Excerpt to read:
[MUD-Dev] Removing access to entertainment
Corpheous Andrakin
corpheous at yahoo.com
Thu Dec 4 10:57:09 CET 2003
From: John Buehler
>>> Do players really care about the actual process of leveling,
>>> carrying anti-mez equipment, devoting character skills to
>>> dealing with annoying mob behavior, etc?
>> Yes, they do. They take pride in learning the intricacies of the
>> system, and they need the "puzzle" element because that is what
>> lies at the cognitive heart of gameplay.
> Again, if 'game' is defined as above, I can hardly debate this.
> If we're talking entertainment, then achievement is only one card
> in the deck.
Yet to make a full deck, you not only need the socializing factor,
you need the achievement, killer and explorer (at least going by
Bartle's studies). You cannot achieve a well balanced game design
without giving in to some while balancing out others. Very few
games try to make that leap toward one side or the other (I view
"The Sims Online" as being a very social oriented game) but that
means that you will never get the level of players you could if you
implemented more measures for say...the kiler type or explorer or
achiever.
> I don't debate that the mindset that you're talking about exists.
> And in large numbers. The players of existing games prove that.
> But I think that there is a segment of the population that doesn't
> even go near 'games' because of the very view of gaming that you
> are describing. I keep stepping into the gaming world in hopes of
> finding entertainment, and all I find are barriers to getting to
> entertainment. Barriers that, whether there are 'solutions' or
> not, I'm just not interested in overcoming.
You have to make sacrafices in order to make a game on time,
interesting to the majority and sizable to a person's hardware
specifications (a 400 gig game just isn't going to cut
it). Therfore, you have to cut corners, and in the process, you may
have to make the game "unfun" to some players. That's why a lot of
people do marketting procedures beforehand and come up with a target
audience before they start implementing every feature that they can
think of.
> Use my example of playing basketball with friends. We're going to
> meet at the gym. But there's a traffic jam. To arrive on time, I
> have to use my skills to solve the puzzle of the traffic jam so
> that I can arrive on time or at least in the shortest time. But
> the challenge that I chose (basketball) is not the challenge that
> I have before me (traffic jam). The traffic jam is a hoop. The
> basketball game is entertainment.
So using your example, the traffic jam is a hoop that YOU don't want
to jump through. The designers would take market samples (if they
were smart) and see what types of hoops people generally consider
entertaining. If they find that traffic jams are fun for even 60%
of the people, they'll probablly consider including it. If over 75%
consider it fun, you can probably count on seeing traffic jams in
the game.
The problem that you might come up with next is, why not let some
players encounter traffic jams and others not. That's because in
fair game mechanics, players must all play at the same relative
level. That means either they must both encounter traffic jams to
be fair or the player who didn't encounter traffic jams must come up
against another obstacle (or hoop) to be fair to the player who
likes traffic jams.

Listed entries:

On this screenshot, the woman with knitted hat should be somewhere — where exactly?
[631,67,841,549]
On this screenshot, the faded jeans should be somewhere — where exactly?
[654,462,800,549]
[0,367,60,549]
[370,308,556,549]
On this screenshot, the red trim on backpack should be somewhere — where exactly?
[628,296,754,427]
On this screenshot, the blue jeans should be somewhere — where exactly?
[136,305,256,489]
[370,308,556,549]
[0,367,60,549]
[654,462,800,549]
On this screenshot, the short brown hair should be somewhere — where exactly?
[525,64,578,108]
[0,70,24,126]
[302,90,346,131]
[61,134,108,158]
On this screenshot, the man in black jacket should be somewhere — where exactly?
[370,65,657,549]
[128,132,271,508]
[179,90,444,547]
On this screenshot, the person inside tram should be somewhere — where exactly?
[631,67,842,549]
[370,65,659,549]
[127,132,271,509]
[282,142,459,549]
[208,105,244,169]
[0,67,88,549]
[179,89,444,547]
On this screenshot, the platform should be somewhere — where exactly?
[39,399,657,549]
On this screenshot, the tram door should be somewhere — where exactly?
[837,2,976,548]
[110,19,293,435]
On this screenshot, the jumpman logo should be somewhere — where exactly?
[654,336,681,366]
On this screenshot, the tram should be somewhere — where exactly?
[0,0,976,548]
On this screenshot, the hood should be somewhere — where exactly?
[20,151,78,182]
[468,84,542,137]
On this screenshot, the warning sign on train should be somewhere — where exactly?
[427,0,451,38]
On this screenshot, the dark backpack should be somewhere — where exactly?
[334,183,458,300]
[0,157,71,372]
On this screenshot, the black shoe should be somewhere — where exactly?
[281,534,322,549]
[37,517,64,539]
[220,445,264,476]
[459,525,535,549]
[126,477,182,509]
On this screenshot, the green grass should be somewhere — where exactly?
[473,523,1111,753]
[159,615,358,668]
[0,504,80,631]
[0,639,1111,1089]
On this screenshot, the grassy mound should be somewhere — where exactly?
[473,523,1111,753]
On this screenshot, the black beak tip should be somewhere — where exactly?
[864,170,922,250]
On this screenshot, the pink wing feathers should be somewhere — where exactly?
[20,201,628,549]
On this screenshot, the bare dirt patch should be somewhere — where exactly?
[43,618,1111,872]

What you need to do:
(1) Which game does the writer of the MUD-Dev post view as very social oriented?
(2) Return the entries from the line with "On this screenshot, the grassy" up to and including the line with "[20,201,628,549]", unchanged.
The MUD-Dev post and the entries have no connection to each other.

Responses:
(1) The Sims Online.

(2)
On this screenshot, the grassy mound should be somewhere — where exactly?
[473,523,1111,753]
On this screenshot, the black beak tip should be somewhere — where exactly?
[864,170,922,250]
On this screenshot, the pink wing feathers should be somewhere — where exactly?
[20,201,628,549]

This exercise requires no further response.